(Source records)
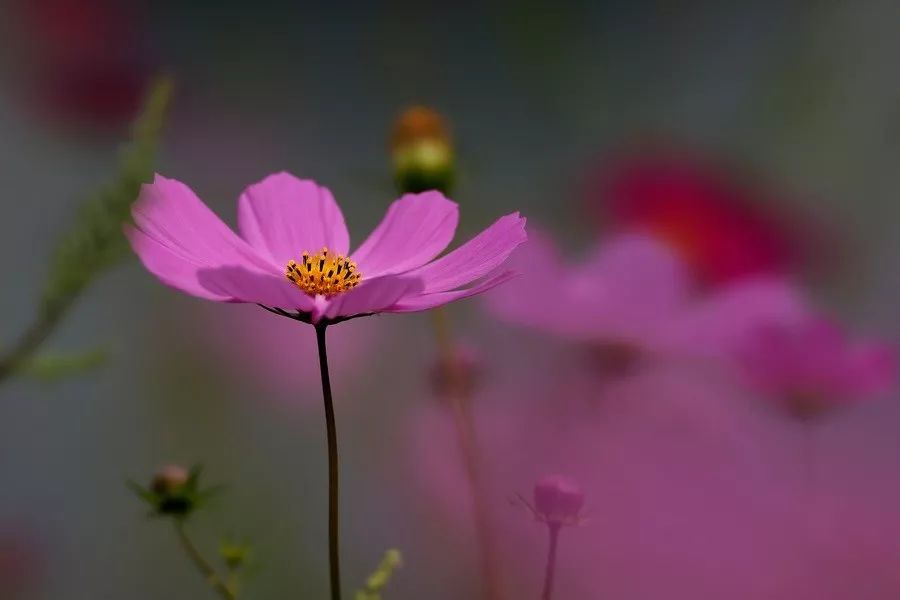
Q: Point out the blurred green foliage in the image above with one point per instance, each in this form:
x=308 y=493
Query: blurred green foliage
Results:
x=95 y=241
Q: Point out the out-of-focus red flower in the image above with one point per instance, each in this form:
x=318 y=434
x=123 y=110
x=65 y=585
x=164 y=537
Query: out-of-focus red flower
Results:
x=812 y=365
x=85 y=61
x=726 y=226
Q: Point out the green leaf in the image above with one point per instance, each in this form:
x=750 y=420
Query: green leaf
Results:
x=95 y=240
x=53 y=367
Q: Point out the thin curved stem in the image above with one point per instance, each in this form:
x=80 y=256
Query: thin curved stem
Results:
x=334 y=558
x=550 y=570
x=202 y=565
x=464 y=424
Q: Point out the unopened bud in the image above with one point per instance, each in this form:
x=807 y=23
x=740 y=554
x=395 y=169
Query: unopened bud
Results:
x=170 y=479
x=558 y=500
x=174 y=492
x=456 y=374
x=422 y=152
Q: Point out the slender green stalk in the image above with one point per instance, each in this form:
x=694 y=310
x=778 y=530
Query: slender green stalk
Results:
x=334 y=558
x=32 y=339
x=460 y=405
x=209 y=573
x=550 y=571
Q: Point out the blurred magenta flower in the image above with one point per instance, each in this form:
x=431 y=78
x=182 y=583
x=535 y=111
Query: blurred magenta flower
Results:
x=283 y=220
x=727 y=227
x=634 y=295
x=693 y=490
x=623 y=292
x=558 y=500
x=811 y=365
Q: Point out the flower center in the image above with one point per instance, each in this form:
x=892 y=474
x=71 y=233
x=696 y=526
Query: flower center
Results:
x=323 y=273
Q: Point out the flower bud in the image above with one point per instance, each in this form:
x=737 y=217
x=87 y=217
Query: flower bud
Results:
x=169 y=480
x=422 y=152
x=457 y=374
x=174 y=492
x=558 y=500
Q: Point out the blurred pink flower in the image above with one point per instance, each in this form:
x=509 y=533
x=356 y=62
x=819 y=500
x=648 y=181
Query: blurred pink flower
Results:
x=811 y=364
x=633 y=294
x=623 y=292
x=558 y=500
x=692 y=492
x=727 y=227
x=281 y=218
x=89 y=60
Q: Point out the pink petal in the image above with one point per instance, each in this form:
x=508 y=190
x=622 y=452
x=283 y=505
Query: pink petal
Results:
x=476 y=258
x=525 y=299
x=431 y=300
x=169 y=212
x=247 y=285
x=172 y=269
x=416 y=228
x=373 y=295
x=281 y=216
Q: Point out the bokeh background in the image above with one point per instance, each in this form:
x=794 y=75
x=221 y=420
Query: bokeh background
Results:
x=539 y=95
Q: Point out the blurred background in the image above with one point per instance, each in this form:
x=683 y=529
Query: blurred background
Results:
x=693 y=489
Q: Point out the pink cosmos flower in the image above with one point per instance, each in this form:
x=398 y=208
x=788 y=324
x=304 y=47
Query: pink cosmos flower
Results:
x=811 y=364
x=293 y=251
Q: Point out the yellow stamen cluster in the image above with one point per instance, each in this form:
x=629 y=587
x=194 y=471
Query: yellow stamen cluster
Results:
x=323 y=273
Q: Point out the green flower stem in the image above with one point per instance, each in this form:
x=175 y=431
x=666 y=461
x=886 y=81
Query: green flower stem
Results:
x=224 y=591
x=29 y=343
x=460 y=406
x=550 y=570
x=334 y=555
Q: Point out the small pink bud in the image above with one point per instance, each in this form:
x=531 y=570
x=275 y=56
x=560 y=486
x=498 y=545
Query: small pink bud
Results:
x=558 y=500
x=170 y=479
x=457 y=374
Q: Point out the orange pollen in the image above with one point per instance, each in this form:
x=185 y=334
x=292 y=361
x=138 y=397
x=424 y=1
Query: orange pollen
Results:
x=323 y=273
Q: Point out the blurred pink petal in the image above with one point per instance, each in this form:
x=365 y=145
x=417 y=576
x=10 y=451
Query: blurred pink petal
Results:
x=624 y=292
x=813 y=361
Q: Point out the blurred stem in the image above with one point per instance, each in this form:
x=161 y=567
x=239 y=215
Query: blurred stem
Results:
x=29 y=342
x=460 y=406
x=550 y=571
x=334 y=558
x=209 y=573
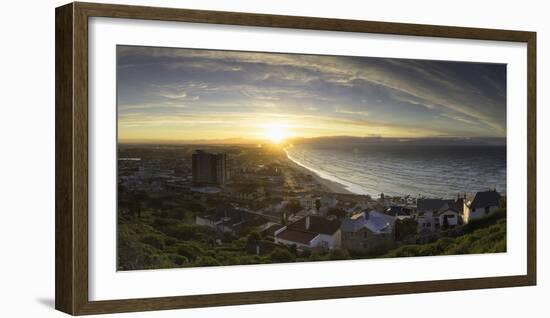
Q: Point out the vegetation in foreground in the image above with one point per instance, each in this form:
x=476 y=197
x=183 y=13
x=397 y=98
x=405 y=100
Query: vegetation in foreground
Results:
x=481 y=236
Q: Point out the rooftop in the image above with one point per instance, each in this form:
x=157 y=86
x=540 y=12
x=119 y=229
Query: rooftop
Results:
x=297 y=236
x=317 y=224
x=485 y=198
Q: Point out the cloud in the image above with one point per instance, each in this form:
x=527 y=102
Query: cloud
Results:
x=394 y=93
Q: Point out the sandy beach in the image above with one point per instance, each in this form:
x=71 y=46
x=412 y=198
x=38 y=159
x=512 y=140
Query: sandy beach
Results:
x=328 y=185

● **Your objective**
Nothing but lines that contain "vegetation" should appear in the answer. Copy each from the records.

● **Final answer**
Q: Point out the vegetation in foreground in the image above with one point per instance, each in this form:
Query: vegetation in foreground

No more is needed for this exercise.